• Document section:
□ □ □ □ □

Heres a close up.
A close up of Andy Warhol's "The Last Supper" (1986), coming to a private collector's home near you. The Andy Warhol Foundation for the Visual Arts, Inc. Image courtesy the Baltimore Museum of Art.
There are thousands of ways to look at things. This is just how I do it. Twice a week, we'll look at art that comes from Seattle, the world, and the past.

One of the last projects Andy Warhol worked on before his death in 1987 was "The Last Supper" series, a suite of over 100 works riffing off Leonardo da Vinci's famous 15th century mural of the same name. Dealer Alexander Iolas commissioned Warhol's show and held its opening just across the street from the Church of Santa Maria delle Grazie, where da Vinci's flaky work is painted right on the walls. It was a cheeky move, one Warhol probably had a good laugh about.

While some argue this (less celebrated) final series reflects Warhol's Catholic faith, I doubt it's that deep. When asked if this particular image held any significance for him, he gave a Warholian reply, "No. It's a good picture." Warhol being Warhol, he also didn't take the image directly from the da Vinci original. Instead, he used shitty commercial reproductions as inspiration. You can tell if you compare the two.

□ □ □ □ □

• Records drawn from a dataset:
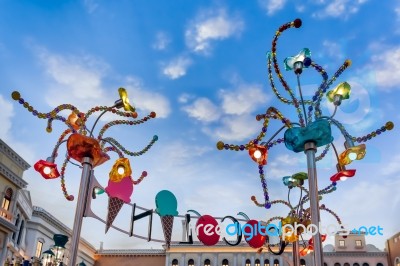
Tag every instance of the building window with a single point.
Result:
(39, 247)
(21, 231)
(7, 199)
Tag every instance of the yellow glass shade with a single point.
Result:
(80, 146)
(125, 100)
(351, 154)
(343, 89)
(259, 154)
(120, 169)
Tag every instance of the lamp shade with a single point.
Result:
(259, 154)
(342, 90)
(351, 154)
(289, 62)
(80, 146)
(48, 169)
(125, 100)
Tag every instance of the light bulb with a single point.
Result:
(121, 170)
(257, 154)
(352, 156)
(46, 170)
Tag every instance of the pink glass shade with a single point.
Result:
(80, 146)
(343, 175)
(259, 154)
(47, 169)
(122, 189)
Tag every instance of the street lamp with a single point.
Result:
(313, 130)
(90, 151)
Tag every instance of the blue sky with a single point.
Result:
(202, 67)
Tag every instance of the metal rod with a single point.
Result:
(301, 97)
(80, 209)
(295, 253)
(310, 149)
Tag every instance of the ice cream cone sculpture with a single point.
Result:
(166, 205)
(120, 188)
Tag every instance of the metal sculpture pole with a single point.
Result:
(80, 209)
(310, 150)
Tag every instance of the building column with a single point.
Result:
(183, 258)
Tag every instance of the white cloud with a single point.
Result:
(243, 100)
(203, 110)
(340, 8)
(236, 128)
(387, 75)
(212, 26)
(162, 41)
(272, 6)
(177, 67)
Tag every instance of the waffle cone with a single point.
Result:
(114, 206)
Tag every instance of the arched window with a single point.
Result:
(16, 224)
(21, 231)
(7, 199)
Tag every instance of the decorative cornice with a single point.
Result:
(42, 213)
(18, 181)
(131, 252)
(4, 148)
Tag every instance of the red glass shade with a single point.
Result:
(343, 175)
(47, 169)
(259, 154)
(80, 146)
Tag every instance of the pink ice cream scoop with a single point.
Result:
(122, 190)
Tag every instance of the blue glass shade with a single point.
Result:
(318, 132)
(289, 61)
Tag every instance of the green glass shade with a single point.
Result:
(343, 90)
(291, 60)
(318, 132)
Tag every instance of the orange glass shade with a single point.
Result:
(306, 251)
(73, 120)
(120, 169)
(47, 169)
(351, 154)
(343, 175)
(259, 154)
(125, 100)
(80, 146)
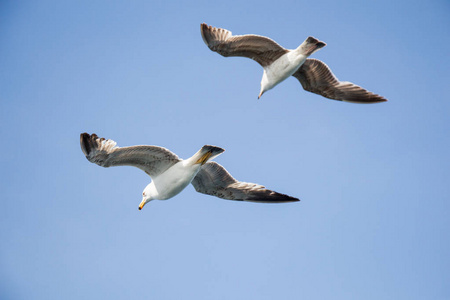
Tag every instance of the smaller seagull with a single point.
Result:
(171, 174)
(280, 63)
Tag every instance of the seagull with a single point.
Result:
(171, 174)
(280, 63)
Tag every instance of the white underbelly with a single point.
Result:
(282, 68)
(174, 180)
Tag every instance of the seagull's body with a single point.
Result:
(170, 174)
(280, 63)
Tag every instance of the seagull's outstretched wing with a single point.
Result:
(151, 159)
(316, 77)
(213, 179)
(259, 48)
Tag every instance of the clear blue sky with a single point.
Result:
(374, 180)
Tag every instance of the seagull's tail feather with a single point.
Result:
(206, 154)
(91, 145)
(212, 35)
(310, 45)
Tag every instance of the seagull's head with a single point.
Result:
(146, 196)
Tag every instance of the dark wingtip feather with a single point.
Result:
(272, 197)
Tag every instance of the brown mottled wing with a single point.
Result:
(259, 48)
(316, 77)
(213, 179)
(151, 159)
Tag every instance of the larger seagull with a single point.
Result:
(280, 63)
(170, 174)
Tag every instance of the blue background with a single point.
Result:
(373, 222)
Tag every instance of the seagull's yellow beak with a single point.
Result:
(142, 204)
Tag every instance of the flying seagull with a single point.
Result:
(171, 174)
(280, 63)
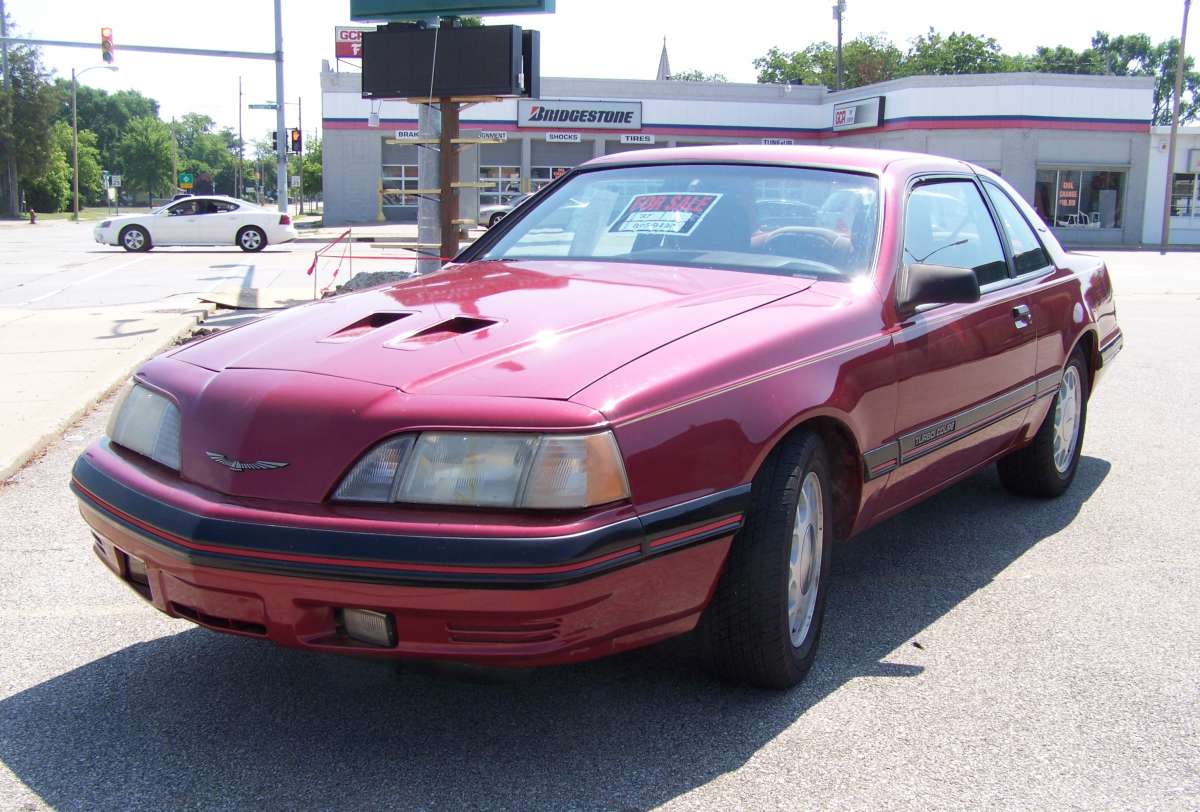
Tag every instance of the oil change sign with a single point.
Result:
(665, 212)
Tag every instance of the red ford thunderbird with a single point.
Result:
(647, 403)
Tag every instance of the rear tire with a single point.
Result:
(251, 239)
(135, 238)
(763, 624)
(1047, 467)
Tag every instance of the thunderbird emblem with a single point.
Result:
(261, 465)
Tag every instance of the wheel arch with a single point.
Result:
(1090, 344)
(845, 463)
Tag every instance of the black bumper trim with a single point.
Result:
(381, 558)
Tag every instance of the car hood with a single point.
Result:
(124, 220)
(511, 329)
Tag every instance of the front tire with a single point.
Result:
(251, 239)
(763, 624)
(135, 238)
(1047, 467)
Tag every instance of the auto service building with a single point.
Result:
(1079, 148)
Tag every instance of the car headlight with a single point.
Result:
(148, 423)
(490, 469)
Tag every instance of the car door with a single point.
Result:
(178, 223)
(965, 372)
(221, 222)
(1051, 305)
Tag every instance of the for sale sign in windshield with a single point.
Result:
(677, 214)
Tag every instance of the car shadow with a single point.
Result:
(202, 720)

□ □ □ □ □

• What to work on: In the article on Andy Warhol's "The Last Supper" series, who commissioned Warhol's show?

• Response to the exercise: The dealer Alexander Iolas commissioned it.